Old age, like cancer, looks like a by-product of natural selection: something that slows and then kills us only after we have had a decent shot at reproduction. But the essence of geriatrics is the reverse of oncology: here the problem is to overcome the existing limitations on cell growth. Fumento focuses here on mostly familiar technologies. One is to imitate cancer and extend the telomeres that serve as feeder tape at the beginning of strips of DNA. Another would be to create new lines of replacement cells from the infamous stem cells. The cells are not yet committed to any specialized function, and unlike the old dogs that make up mature nerves and tissues they can be taught new tricks. Corneas, for instance, have been successfully cloned and used in eye surgery.
But it isn't lost on Fumento that the most important requirements for health and longevity are a balanced diet and a healthy living space. In the last two sections of his book, he shows how medical technologies can be adapted to agriculture and sanitation. Rice, for example, contains iron but also a molecule preventing the body from using it. Inserting a gene to counteract that molecule may remedy iron deficiencies where rice is a dietary staple. If you want more rice on the same land, wild rice genes can shorten the stalk and so increase the yield. Stacking a third gene on these two results in a rice crop that requires half the water.

◆ ACTIVITY:
Pick up the passage about Fumento's book after its last sentence and continue it. These items come from a separate, unrelated source.

Data items
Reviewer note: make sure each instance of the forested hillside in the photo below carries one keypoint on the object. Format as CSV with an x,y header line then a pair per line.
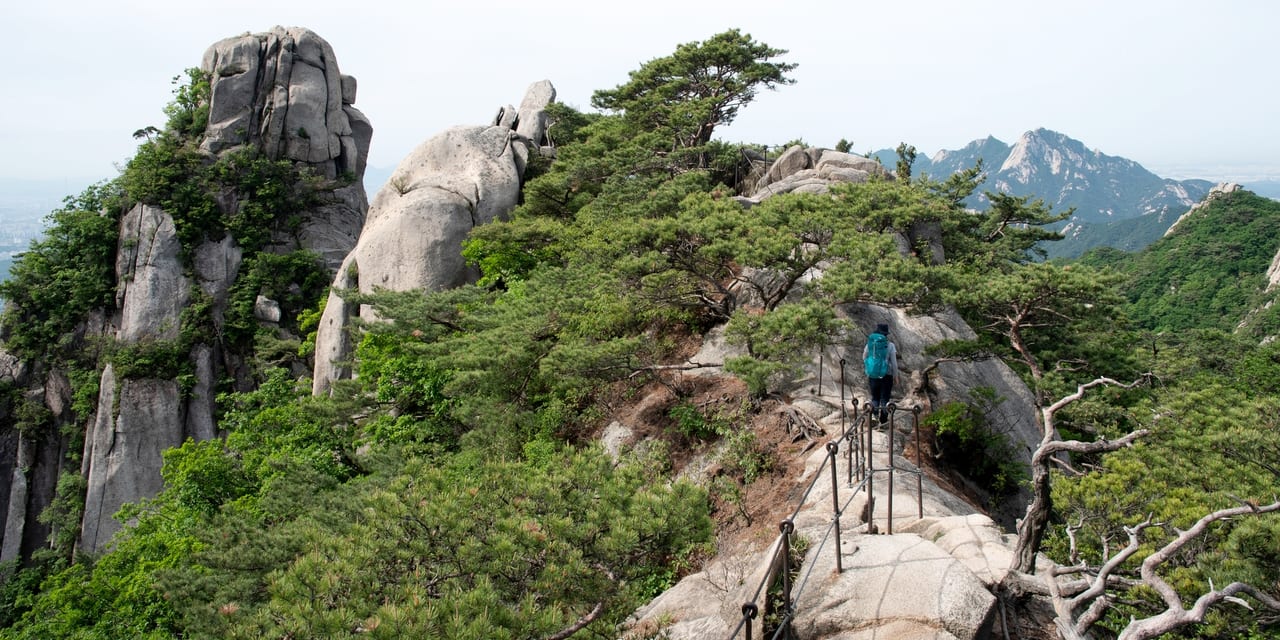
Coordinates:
x,y
1210,272
455,489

◆ ANSWER BOX:
The same technologies also promise a cleaner agriculture. Giving plants and animals better weapons against diseases, bugs, and weeds will reduce the need to spray oceans of pesticides on the fields. Where pollution has already occurred, the problem is usually how to get it out of the soil or water cheaply, and without doing more damage. Nothing is better at extracting some specific substance and modifying it than a rooted plant. Pigweed can remove 3% of radioactive cesium from soil in one season. Arabidopsis, a weed related to cabbage, has been modified to extract mercury from hazardous waste sites and convert it to a less toxic form. With the insertion of a couple handy E. coli genes it can also extract naturally occurring arsenic. Once a pollutant has been extracted by bioremediation it can be removed, destroyed, sequestered, or even recycled.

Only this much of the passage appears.